Items from a data source:
◇ ◇ ◇ ◇ ◇ ◇ ◇

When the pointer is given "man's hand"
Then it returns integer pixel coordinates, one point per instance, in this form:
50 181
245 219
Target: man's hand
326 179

◇ ◇ ◇ ◇ ◇ ◇ ◇

▶ INSTRUCTIONS FOR THE TASK: With nothing left out, copy every record exactly.

▶ ANSWER TO THIS PROBLEM:
When the pointer is given "man's hand"
Then it returns integer pixel coordinates, one point per instance, in this form:
50 181
245 219
Target: man's hand
326 179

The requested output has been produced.